╭─ TEXTO CITADO

Se debe reconocer que el posmodernismo también ha aportado ciertas mejoras, como su intento de ampliar las libertades y la relajación de algunos tabúes, pero entre estas virtudes están empezando a aflorar toda una serie de problemas que la posmodernidad ha extendido, poco a poco, en nuestra sociedad: la desactivación del talante crítico, la imposición de un narcisismo egolátrico, la debilidad de los vínculos de solidaridad y la sustitución de ideologías universales por otras más simples e identitarias. Otro de los aspectos negativos del posmodernismo para comprender la historia es la imposición de la corrección política y la idea del victimismo, desde el que se ha querido ofrecer, en algunas ocasiones y en ciertos lugares, una visión de la historia rayana en planteamientos esquizoides, ajenos a la realidad, al no plantearse desde el punto de vista del periodo histórico al que se refieren los hechos a estudiar sino a partir de un presentismo que pretende extrapolar las normas actuales a conductas del pasado. La doctrina del victimismo rechaza, por encima de todo, las bases de la civilización occidental, a la que se considera opresora, a favor de un multiculturalismo que cae en una evidente contradicción ya que se parte del rechazo a la propia cultura occidental, en cuya valoración no se aplican los mismos criterios con respecto a otras de su entorno que, curiosamente, se caracterizan por haber desarrollado unas estructuras socioeconómicas y políticas contrarias a las de las naciones de la Europa occidental que, especialmente desde finales del siglo xviii, han tendido a la consolidación de las libertades públicas.
El estudio de la Edad Media, periodo en el que se construyen los pilares sobre los que se sustenta la civilización occidental, no ha estado exento de la polémica, tanto que se ha convertido en un objetivo prioritario de la corrección política, recuperando la visión peyorativa que de este periodo tuvieron los hombres del Renacimiento, para quienes la Edad Media habría sido una larga etapa caracterizada por el oscurantismo y la barbarie, opuesta a la cultura antigua que ellos pretendían recuperar. El triunfo de la Ilustración no sirvió para mejorar la perspectiva que hasta entonces se tenía de ella ya que en su conjunto se consideró como una sucesión de siglos marcados por la intolerancia, el fanatismo y la violencia. Tendremos que esperar a la época del Romanticismo para que los historiadores empezasen a ver esta denostada etapa con ojos muy diferentes, aunque, desgraciadamente, desde unos planteamientos metodológicos muy poco convincentes. Esta tendencia se mantendrá con más o menos fuerza durante un tiempo, pero desde mediados del siglo xx se produce una consolidación del medievalismo gracias a la aplicación del método científico y al enriquecedor debate abierto entre distintas escuelas historiográficas que permitirán una mejor comprensión de la época. Lamentablemente este proceso ha entrado en crisis en los últimos años, ya que con la imposición de la corrección política y del posmodernismo se han recuperado antiguas propuestas que ya parecían superadas.

╰─
╭─ DATOS APORTADOS

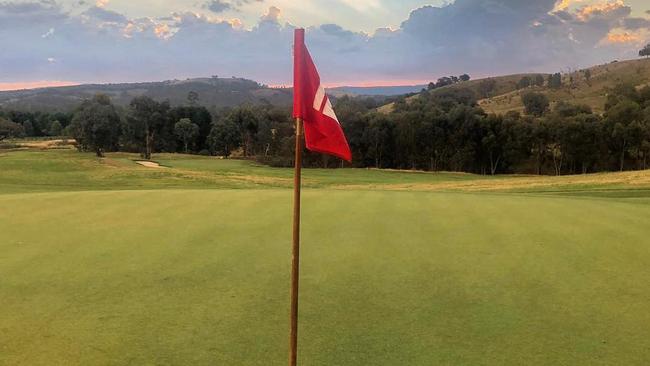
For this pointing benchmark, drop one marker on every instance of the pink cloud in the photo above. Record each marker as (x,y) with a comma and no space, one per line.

╰─

QUÉ HACER:
(A) Responde a estas preguntas sobre el texto sobre el posmodernismo y la Edad Media:
(i) ¿A qué oponían la Edad Media los hombres del Renacimiento?
(ii) ¿Desde cuándo, especialmente, han tendido las naciones de la Europa occidental a consolidar las libertades públicas?
(iii) ¿Gracias a qué se consolidó el medievalismo desde mediados del siglo xx?
(B) Completa el texto sobre el posmodernismo y la Edad Media escribiendo el fragmento que sigue a su última oración.
El material es independiente del texto sobre el posmodernismo y la Edad Media.

RESPUESTAS POR TAREA:
(A)
(i) A la cultura antigua que ellos pretendían recuperar.
(ii) Desde finales del siglo xviii.
(iii) Gracias a la aplicación del método científico y al debate abierto entre distintas escuelas historiográficas.

(B)
En lo que se refiere a la consideración de la Edad Media, los principales ataques se han dirigido hacia la Iglesia por ser, como tendremos ocasión de comprender, la institución que actuó como elemento aglutinador y cohesionador de las sociedades medievales, por lo que se ha querido interpretar como la quintaesencia del mal al centrar la atención en los aspectos más controvertidos como el de la Inquisición o su papel como legitimadora de un modelo socioeconómico que favoreció la existencia de lazos de dependencia entre los hombres. Efectivamente, la Inquisición fue Iglesia, pero la Iglesia fue mucho más que eso, ya que en su seno surgieron las primeras universidades europeas, al igual que los copistas y traductores que realizaron una labor impagable para conservar la cultura clásica. También fueron Iglesia los pequeños párrocos y curas, muchos analfabetos, que llegaron a ejercer una labor asistencial digna de mención.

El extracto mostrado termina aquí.